## PASSAGE TO READ:
[Start of section]

To address these issues, we recently developed and published the three‐dimensional Confusion Assessment Method (3D‐CAM), the 3‐minute diagnostic assessment for CAM‐defined delirium.[16] The 3D‐CAM is a structured assessment tool that includes mental status testing, patient symptom probes, and guided interviewer observations for signs of delirium. 3D‐CAM items were selected through a rigorous process to determine the most informative items for the 4 CAM diagnostic features.[17] The 3D‐CAM can be completed in 3 minutes, and has 95% sensitivity and 94% specificity relative to a reference standard.[16]

Despite the capabilities of the 3D‐CAM, there are situations when even 3 minutes is too long to devote to delirium identification. Moreover, a 2‐step approach in which a sensitive ultrabrief screen is administered, followed by the 3D‐CAM in positives, may be the most efficient approach for large‐scale delirium case identification. The aim of the current study was to use the 3D‐CAM database to identify the most sensitive single item and pair of items in the diagnosis of delirium, using the reference standard in the diagnostic accuracy analysis. We hypothesized that we could identify a single item with greater than 80% sensitivity and a pair of items with greater than 90% sensitivity for detection of delirium.

[End of section]

## ACTIONS TO TAKE:
1 > Decide whether each statement agrees with the passage on the 3D‐CAM. Answer yes or no for each, and quote the words of the passage that decide it.
(a) The 3D‐CAM can be completed in 3 minutes.
(b) The study hypothesized that a single item could reach greater than 90% sensitivity.
(c) The 3D‐CAM has 94% sensitivity relative to a reference standard.
2 > Write out the part of the passage on the 3D‐CAM between "Despite the capabilities" and "detection of delirium.", inclusive.
3 > According to the passage on the 3D‐CAM, what does the 3D‐CAM include?

## DATA EXTRACT:
[Start of section]

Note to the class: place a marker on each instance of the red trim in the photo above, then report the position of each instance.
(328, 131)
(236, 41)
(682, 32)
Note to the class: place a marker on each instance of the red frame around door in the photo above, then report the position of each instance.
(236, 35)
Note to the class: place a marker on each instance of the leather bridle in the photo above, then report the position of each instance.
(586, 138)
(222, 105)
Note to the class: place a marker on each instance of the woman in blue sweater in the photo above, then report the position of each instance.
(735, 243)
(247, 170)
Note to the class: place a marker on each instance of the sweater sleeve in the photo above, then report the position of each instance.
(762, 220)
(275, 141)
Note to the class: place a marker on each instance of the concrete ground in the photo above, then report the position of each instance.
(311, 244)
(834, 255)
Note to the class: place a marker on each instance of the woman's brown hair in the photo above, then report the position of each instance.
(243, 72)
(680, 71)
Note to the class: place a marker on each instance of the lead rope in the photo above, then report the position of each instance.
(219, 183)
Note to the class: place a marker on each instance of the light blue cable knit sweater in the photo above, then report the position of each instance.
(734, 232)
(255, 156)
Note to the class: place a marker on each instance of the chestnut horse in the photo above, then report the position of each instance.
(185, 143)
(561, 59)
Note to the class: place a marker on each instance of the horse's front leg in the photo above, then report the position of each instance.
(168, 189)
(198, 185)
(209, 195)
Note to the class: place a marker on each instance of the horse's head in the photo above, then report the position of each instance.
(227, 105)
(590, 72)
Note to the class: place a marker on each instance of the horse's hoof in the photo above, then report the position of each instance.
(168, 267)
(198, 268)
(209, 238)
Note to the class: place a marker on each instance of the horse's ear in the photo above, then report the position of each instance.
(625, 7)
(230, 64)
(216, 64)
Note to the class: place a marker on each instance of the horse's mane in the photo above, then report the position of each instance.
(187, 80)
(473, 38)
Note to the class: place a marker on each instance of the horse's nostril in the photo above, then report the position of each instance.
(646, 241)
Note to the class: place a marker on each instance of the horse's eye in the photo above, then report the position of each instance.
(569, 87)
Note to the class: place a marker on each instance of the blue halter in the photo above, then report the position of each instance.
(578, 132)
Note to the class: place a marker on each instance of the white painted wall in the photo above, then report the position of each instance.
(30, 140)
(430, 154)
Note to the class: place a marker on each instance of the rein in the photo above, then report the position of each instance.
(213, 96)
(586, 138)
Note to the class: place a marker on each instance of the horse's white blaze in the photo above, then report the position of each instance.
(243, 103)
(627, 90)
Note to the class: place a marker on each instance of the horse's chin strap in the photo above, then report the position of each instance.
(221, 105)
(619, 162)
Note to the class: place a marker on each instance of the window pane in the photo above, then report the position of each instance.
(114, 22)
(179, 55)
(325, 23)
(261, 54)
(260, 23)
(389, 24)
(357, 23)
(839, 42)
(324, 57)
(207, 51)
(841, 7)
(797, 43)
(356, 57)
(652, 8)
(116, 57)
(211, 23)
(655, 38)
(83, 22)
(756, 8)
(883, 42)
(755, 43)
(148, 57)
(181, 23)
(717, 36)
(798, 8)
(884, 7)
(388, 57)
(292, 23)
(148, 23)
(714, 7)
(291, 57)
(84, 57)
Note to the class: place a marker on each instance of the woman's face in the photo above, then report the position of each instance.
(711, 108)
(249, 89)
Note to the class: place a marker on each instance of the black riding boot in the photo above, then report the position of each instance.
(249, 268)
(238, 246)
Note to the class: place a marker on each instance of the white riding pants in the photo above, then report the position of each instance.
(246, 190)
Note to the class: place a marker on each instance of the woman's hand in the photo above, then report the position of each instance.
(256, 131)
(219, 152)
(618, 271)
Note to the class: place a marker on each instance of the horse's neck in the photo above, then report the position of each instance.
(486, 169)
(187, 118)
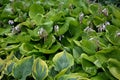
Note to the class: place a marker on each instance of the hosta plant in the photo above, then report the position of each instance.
(59, 40)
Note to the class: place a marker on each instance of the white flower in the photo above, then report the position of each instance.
(42, 33)
(56, 28)
(87, 29)
(81, 17)
(105, 12)
(118, 33)
(16, 29)
(101, 27)
(11, 22)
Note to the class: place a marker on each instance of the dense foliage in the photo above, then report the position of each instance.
(59, 40)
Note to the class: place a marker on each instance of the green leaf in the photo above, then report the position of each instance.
(115, 11)
(114, 67)
(88, 66)
(63, 29)
(49, 41)
(52, 49)
(36, 13)
(94, 9)
(116, 21)
(23, 68)
(74, 76)
(63, 60)
(112, 34)
(88, 46)
(2, 64)
(25, 48)
(9, 67)
(40, 69)
(7, 12)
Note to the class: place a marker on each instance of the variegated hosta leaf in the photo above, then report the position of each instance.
(40, 69)
(88, 66)
(8, 68)
(114, 67)
(23, 68)
(63, 60)
(74, 76)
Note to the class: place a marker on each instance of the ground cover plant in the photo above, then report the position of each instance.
(59, 40)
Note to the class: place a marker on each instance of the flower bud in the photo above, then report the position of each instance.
(81, 17)
(105, 12)
(42, 33)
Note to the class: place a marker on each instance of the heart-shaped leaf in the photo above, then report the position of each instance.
(63, 60)
(40, 69)
(23, 68)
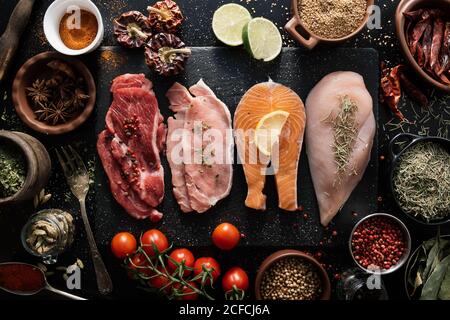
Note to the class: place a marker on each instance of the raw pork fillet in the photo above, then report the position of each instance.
(199, 147)
(130, 146)
(323, 101)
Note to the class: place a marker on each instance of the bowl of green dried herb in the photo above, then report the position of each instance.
(420, 177)
(24, 167)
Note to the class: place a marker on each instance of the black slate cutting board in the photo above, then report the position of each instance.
(230, 73)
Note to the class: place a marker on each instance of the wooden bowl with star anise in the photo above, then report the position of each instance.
(53, 93)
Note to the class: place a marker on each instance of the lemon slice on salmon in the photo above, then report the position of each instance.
(268, 130)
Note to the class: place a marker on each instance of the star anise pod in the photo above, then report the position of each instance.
(57, 113)
(39, 92)
(78, 100)
(42, 112)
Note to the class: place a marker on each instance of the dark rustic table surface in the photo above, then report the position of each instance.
(197, 31)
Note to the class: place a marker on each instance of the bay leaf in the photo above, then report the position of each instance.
(417, 283)
(433, 284)
(444, 292)
(432, 259)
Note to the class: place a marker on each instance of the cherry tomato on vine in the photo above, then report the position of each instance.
(123, 244)
(138, 260)
(160, 281)
(210, 264)
(154, 237)
(187, 293)
(235, 277)
(226, 236)
(180, 256)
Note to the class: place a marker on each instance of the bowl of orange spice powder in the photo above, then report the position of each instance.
(73, 27)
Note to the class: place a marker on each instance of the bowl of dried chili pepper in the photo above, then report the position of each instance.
(54, 93)
(423, 29)
(380, 243)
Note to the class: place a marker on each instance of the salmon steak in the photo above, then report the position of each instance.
(261, 100)
(340, 115)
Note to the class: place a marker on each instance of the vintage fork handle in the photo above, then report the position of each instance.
(104, 282)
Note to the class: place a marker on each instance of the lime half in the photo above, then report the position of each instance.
(229, 21)
(262, 39)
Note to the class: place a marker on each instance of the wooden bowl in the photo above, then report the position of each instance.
(38, 165)
(31, 70)
(411, 5)
(270, 260)
(307, 38)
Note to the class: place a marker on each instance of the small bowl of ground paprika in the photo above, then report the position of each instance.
(73, 27)
(380, 243)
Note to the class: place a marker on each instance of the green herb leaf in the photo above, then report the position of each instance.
(432, 286)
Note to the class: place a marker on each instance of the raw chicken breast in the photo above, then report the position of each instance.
(324, 101)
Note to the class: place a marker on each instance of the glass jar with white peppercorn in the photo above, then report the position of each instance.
(48, 233)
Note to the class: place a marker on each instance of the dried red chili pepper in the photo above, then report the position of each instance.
(391, 90)
(426, 43)
(416, 34)
(438, 36)
(165, 16)
(444, 58)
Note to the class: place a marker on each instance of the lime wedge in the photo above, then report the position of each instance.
(229, 21)
(262, 39)
(268, 130)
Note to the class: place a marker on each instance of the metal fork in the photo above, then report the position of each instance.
(78, 179)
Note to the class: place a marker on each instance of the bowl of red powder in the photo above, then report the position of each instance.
(380, 243)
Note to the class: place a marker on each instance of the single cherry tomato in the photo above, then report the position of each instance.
(226, 236)
(123, 244)
(187, 292)
(235, 278)
(210, 264)
(156, 238)
(181, 256)
(138, 260)
(160, 281)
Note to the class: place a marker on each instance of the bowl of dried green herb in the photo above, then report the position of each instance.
(53, 93)
(24, 167)
(420, 177)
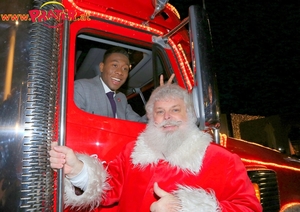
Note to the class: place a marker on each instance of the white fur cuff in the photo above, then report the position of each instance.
(93, 195)
(197, 200)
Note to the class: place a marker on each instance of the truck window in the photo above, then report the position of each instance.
(139, 85)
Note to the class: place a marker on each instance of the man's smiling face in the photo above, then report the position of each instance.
(114, 70)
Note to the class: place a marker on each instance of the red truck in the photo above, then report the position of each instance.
(46, 45)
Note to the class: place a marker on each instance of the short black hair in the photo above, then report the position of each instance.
(115, 49)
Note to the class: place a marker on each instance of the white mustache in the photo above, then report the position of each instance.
(169, 123)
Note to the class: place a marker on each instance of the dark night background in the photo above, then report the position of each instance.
(257, 56)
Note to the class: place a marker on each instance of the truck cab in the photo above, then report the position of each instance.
(60, 42)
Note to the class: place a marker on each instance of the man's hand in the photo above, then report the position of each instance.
(166, 203)
(64, 157)
(161, 80)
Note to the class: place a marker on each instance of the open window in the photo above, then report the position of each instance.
(141, 79)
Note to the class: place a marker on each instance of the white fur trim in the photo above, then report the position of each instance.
(188, 157)
(96, 187)
(197, 200)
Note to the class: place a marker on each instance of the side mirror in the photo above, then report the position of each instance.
(205, 92)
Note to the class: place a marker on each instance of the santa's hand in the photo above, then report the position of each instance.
(64, 157)
(166, 203)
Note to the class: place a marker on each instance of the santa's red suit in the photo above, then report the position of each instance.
(204, 176)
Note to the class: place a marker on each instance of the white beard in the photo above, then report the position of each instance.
(184, 148)
(166, 142)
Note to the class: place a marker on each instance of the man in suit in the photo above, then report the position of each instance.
(90, 95)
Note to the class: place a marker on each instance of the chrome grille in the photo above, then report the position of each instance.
(268, 187)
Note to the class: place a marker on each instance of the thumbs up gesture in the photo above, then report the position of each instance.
(166, 203)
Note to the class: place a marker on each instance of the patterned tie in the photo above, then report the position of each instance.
(110, 96)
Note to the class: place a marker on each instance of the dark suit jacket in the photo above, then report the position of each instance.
(89, 95)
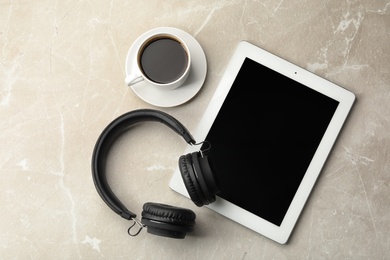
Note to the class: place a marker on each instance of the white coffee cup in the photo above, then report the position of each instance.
(162, 60)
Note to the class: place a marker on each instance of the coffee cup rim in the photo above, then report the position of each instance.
(175, 37)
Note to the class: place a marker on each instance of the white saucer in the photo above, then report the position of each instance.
(170, 98)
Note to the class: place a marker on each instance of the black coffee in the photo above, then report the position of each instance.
(164, 60)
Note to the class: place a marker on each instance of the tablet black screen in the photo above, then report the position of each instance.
(264, 137)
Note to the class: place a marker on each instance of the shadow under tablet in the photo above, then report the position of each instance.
(264, 138)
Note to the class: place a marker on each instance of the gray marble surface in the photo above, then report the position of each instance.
(62, 70)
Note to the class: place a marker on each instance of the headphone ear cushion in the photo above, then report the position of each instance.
(166, 220)
(185, 166)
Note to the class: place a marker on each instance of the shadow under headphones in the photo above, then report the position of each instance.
(196, 171)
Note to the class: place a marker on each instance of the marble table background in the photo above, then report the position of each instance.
(62, 81)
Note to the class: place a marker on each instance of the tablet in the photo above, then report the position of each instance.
(271, 125)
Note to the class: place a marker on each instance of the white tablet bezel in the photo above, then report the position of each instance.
(345, 98)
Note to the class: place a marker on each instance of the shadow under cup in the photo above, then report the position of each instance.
(164, 59)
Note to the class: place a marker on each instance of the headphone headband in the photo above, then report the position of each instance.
(108, 137)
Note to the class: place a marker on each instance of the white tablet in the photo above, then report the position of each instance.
(271, 125)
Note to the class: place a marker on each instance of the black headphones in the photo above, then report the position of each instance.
(195, 168)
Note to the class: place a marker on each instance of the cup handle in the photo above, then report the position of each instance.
(133, 79)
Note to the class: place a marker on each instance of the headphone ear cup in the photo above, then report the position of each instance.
(205, 176)
(189, 179)
(168, 221)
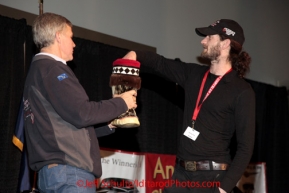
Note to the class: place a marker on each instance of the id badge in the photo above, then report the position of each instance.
(191, 133)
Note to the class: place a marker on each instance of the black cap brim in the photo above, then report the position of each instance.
(205, 31)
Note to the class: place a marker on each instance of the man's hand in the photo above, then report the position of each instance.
(130, 55)
(129, 98)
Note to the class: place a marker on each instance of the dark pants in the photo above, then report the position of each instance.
(204, 181)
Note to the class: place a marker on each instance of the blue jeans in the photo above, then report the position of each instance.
(64, 178)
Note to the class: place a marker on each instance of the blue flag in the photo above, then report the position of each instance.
(18, 140)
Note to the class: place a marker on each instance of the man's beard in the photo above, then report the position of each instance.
(213, 54)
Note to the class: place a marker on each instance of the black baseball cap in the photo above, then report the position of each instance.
(227, 27)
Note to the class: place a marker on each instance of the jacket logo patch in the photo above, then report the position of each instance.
(62, 77)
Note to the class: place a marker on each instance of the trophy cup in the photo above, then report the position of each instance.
(125, 77)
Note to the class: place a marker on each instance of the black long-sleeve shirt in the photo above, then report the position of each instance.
(229, 108)
(59, 117)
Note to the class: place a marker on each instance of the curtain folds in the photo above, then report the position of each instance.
(12, 39)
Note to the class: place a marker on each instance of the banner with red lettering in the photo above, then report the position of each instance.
(151, 173)
(254, 178)
(159, 170)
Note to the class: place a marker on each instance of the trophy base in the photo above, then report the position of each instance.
(126, 122)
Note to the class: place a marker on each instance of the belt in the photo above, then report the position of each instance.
(201, 165)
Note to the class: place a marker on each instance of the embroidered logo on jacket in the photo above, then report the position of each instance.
(62, 77)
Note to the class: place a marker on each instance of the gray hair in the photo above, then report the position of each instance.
(45, 27)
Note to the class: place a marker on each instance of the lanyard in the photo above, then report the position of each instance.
(198, 107)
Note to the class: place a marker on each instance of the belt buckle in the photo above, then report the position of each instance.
(191, 165)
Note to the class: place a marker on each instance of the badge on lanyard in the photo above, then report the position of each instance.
(190, 131)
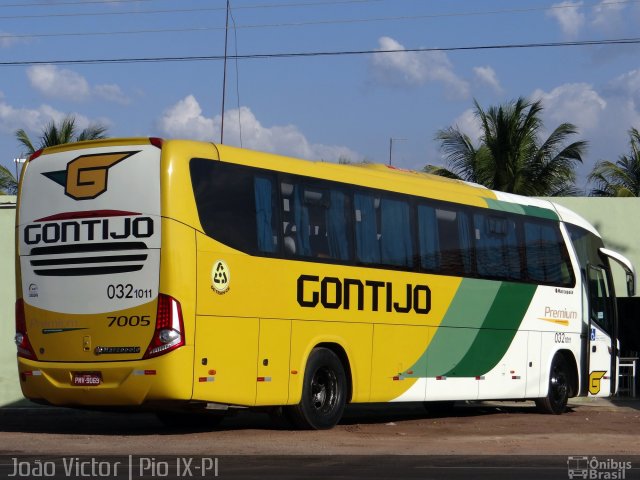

[End of section]

## SOLUTIONS TO THE TASKS:
1 >
(a) Yes: "The 3D‐CAM can be completed in 3 minutes"
(b) No: "a single item with greater than 80% sensitivity"
(c) No: "has 95% sensitivity and 94% specificity relative to a reference standard"

2 >
Despite the capabilities of the 3D‐CAM, there are situations when even 3 minutes is too long to devote to delirium identification. Moreover, a 2‐step approach in which a sensitive ultrabrief screen is administered, followed by the 3D‐CAM in positives, may be the most efficient approach for large‐scale delirium case identification. The aim of the current study was to use the 3D‐CAM database to identify the most sensitive single item and pair of items in the diagnosis of delirium, using the reference standard in the diagnostic accuracy analysis. We hypothesized that we could identify a single item with greater than 80% sensitivity and a pair of items with greater than 90% sensitivity for detection of delirium.

3 > It includes mental status testing, patient symptom probes, and guided interviewer observations for signs of delirium.